Do this: Could you quote every one of the rows below word for word, leaving nothing out?

Working data:
○ ○ ○ ○ ○

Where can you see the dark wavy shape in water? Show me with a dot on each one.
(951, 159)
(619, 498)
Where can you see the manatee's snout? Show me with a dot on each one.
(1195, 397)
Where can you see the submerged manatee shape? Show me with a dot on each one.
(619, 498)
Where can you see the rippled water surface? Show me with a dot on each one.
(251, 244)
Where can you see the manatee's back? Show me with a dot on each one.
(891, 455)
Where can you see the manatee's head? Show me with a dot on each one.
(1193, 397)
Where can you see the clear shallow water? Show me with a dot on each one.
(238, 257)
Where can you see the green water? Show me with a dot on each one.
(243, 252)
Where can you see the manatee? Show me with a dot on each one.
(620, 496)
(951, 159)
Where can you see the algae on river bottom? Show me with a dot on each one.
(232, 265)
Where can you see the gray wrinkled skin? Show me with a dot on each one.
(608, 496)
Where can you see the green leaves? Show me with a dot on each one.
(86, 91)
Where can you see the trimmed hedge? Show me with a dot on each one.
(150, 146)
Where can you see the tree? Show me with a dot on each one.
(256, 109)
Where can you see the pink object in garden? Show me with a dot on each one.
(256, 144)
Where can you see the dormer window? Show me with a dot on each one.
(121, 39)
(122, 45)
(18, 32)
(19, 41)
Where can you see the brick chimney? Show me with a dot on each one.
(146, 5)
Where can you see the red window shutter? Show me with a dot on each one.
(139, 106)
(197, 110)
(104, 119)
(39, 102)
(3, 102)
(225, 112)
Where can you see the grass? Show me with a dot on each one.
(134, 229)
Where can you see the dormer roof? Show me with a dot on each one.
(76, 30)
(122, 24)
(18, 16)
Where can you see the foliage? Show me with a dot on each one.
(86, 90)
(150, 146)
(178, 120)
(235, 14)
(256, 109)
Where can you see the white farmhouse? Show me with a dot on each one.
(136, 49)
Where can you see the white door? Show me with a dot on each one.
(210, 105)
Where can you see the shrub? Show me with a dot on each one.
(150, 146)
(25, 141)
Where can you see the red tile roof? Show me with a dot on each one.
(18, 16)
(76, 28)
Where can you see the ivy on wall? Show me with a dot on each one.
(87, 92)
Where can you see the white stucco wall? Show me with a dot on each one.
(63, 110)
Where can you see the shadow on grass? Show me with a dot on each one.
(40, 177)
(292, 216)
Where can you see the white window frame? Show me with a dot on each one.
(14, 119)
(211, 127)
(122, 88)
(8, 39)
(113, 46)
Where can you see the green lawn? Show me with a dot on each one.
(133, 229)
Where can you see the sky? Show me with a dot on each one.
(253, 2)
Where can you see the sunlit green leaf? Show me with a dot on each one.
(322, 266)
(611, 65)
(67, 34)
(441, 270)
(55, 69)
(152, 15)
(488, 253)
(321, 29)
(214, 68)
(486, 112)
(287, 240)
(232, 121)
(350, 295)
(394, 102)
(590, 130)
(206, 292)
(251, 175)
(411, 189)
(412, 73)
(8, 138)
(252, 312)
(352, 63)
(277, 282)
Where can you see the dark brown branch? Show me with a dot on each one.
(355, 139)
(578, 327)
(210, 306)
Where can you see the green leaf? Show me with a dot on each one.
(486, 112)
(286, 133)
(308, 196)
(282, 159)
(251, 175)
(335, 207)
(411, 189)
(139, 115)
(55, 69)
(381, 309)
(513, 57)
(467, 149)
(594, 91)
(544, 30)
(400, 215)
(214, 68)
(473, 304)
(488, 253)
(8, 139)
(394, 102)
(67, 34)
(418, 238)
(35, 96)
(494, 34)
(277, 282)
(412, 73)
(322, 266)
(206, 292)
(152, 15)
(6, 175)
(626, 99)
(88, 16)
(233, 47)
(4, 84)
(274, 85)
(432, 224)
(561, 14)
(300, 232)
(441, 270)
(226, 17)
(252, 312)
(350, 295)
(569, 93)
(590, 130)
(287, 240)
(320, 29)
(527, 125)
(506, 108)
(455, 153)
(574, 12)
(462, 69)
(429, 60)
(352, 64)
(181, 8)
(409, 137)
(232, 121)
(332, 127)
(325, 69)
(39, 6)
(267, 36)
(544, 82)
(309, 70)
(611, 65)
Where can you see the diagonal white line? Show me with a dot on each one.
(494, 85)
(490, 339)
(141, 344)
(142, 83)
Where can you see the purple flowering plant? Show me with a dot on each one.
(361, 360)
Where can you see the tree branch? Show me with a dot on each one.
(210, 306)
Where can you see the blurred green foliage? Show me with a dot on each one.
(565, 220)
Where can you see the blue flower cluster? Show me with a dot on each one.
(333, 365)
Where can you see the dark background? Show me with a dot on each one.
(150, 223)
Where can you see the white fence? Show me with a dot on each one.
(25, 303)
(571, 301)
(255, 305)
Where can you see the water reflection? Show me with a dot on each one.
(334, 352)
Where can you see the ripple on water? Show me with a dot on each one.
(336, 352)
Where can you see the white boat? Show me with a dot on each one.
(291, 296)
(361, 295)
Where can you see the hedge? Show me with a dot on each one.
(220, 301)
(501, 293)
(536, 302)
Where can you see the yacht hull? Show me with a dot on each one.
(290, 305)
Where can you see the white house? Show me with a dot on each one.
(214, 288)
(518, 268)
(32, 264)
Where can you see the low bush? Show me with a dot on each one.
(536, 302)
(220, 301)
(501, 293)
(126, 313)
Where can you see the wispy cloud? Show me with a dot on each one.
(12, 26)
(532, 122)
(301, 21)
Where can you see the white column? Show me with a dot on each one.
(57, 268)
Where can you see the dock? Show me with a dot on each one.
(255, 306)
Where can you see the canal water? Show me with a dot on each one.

○ ○ ○ ○ ○

Reply to the task:
Where can you see the dark wavy shape in water? Show me with a dot on each one.
(951, 159)
(619, 498)
Where can you see the manatee's snout? Show me with a dot on each one.
(1195, 397)
Where can you see the submerged manatee shape? Show me with a dot on each one.
(619, 498)
Where can you see the rippled water surface? Show me with a dot on each one.
(251, 244)
Where can you see the manatee's back? Show me with a dot on each one.
(891, 455)
Where can you see the manatee's head? Show me with a dot on each one.
(1193, 397)
Where can you see the clear shallow water? Show me with a dot on each one.
(238, 257)
Where can you see the green water? Show me with a dot on each one.
(243, 252)
Where can you see the manatee? Show me with a dot on each one.
(620, 496)
(951, 159)
Where can you see the algae on river bottom? Show me with a dot on each one.
(232, 265)
Where can you see the gray wrinkled skin? Show me with a dot on each one.
(608, 496)
Where can you see the green leaves? Show me with a dot on each one.
(86, 91)
Where can you see the trimmed hedge? Show me with a dot on each one.
(150, 146)
Where can you see the tree? Show me with a dot on each one.
(256, 109)
Where can you see the pink object in garden? Show me with a dot on each one.
(256, 144)
Where can you see the dormer window? Show me with a dot on each one.
(121, 39)
(122, 45)
(18, 32)
(19, 41)
Where can you see the brick chimney? Show me with a dot on each one.
(146, 5)
Where can you see the red window shutter? Show me with a dot on each one.
(139, 106)
(197, 110)
(104, 119)
(39, 102)
(3, 102)
(225, 112)
Where can you see the grass? Show me with a dot on each one.
(134, 229)
Where can you see the dormer roof? Show me with a dot on each one.
(76, 30)
(122, 24)
(18, 16)
Where can you see the foliage? Show me with a dot on each one.
(86, 90)
(150, 146)
(178, 120)
(235, 14)
(256, 109)
Where can you see the white farmhouse? Show me with a dot on each one.
(136, 49)
Where can you see the white door? Show me with a dot on each one.
(210, 105)
Where can you see the shrub? Show me with a dot on each one.
(150, 146)
(25, 141)
Where can you see the red tile roof? Show me with a dot on each one.
(18, 16)
(76, 28)
Where can you see the ivy on wall? Show me with a dot on each one.
(87, 92)
Where can you see the white stucco wall? Show me with a dot on each one.
(63, 110)
Where can you see the shadow on grass? Show me with a dot on each one.
(40, 177)
(292, 216)
Where can you see the white window frame? Show me with a dot on each one.
(14, 119)
(211, 127)
(122, 88)
(8, 39)
(113, 46)
Where can you see the green lawn? Show me with a dot on each one.
(133, 229)
Where can you see the sky? Show me with a dot on each one.
(253, 2)
Where can you see the sunlit green leaf? Show me with a dot on each one.
(322, 266)
(611, 65)
(67, 34)
(441, 270)
(55, 69)
(152, 15)
(488, 253)
(321, 29)
(214, 68)
(486, 112)
(287, 240)
(232, 121)
(350, 295)
(394, 102)
(590, 130)
(206, 292)
(251, 175)
(411, 189)
(412, 73)
(8, 138)
(252, 312)
(352, 63)
(277, 282)
Where can you see the dark brown branch? Show me with a dot on each one.
(355, 139)
(578, 327)
(210, 306)
Where can you see the green leaf? Show me with a dot on each one.
(486, 112)
(286, 133)
(308, 196)
(282, 159)
(251, 175)
(335, 207)
(411, 189)
(139, 115)
(55, 69)
(381, 309)
(513, 57)
(467, 149)
(594, 91)
(544, 30)
(400, 215)
(214, 68)
(473, 304)
(488, 253)
(8, 139)
(394, 102)
(67, 34)
(418, 238)
(35, 96)
(494, 34)
(277, 282)
(412, 73)
(322, 266)
(206, 292)
(152, 15)
(6, 175)
(626, 99)
(88, 16)
(233, 47)
(4, 84)
(274, 85)
(432, 224)
(561, 14)
(300, 232)
(441, 270)
(226, 17)
(252, 312)
(350, 295)
(569, 93)
(590, 130)
(287, 240)
(320, 29)
(527, 125)
(506, 108)
(455, 153)
(574, 12)
(462, 69)
(429, 60)
(352, 64)
(181, 8)
(409, 137)
(232, 121)
(332, 127)
(325, 69)
(39, 6)
(267, 36)
(544, 82)
(309, 70)
(611, 65)
Where can you see the diagonal white line? Show me with a dot on each one.
(494, 85)
(490, 339)
(141, 344)
(142, 83)
Where can you see the purple flowering plant? Show me with a dot on each one.
(361, 360)
Where can you see the tree branch? Show me with a dot on each one.
(210, 306)
Where can you see the blurred green foliage? Show me with a dot on each one.
(565, 220)
Where can you see the blue flower cluster? Show me with a dot on each one.
(333, 365)
Where can you see the dark background? Show me with a dot on each one.
(150, 223)
Where can you see the white fence? Show me with a dot on each one.
(25, 303)
(571, 301)
(255, 305)
Where can you see the water reflection? Show me with a dot on each one.
(334, 352)
Where can you see the ripple on water? Show me with a dot on each one.
(336, 352)
Where can you see the white boat? Show me with a dot on each one.
(291, 296)
(361, 295)
Where can you see the hedge? Show me with a dot on each one.
(220, 301)
(501, 293)
(536, 302)
Where can you see the yacht hull? Show me with a dot on each one.
(290, 305)
Where can you see the white house? Show me with a dot on each one.
(214, 288)
(518, 268)
(32, 264)
Where can you see the low bush? Show me with a dot on each one.
(536, 302)
(220, 301)
(501, 293)
(126, 313)
Where can you see the wispy cloud? Show me with a dot on each one.
(12, 26)
(532, 122)
(301, 21)
Where can you see the white column? Show me with a dot on each one.
(57, 268)
Where can you see the dock? Show me with a dot on each one.
(255, 306)
Where can you see the canal water? Show me with a dot on each one.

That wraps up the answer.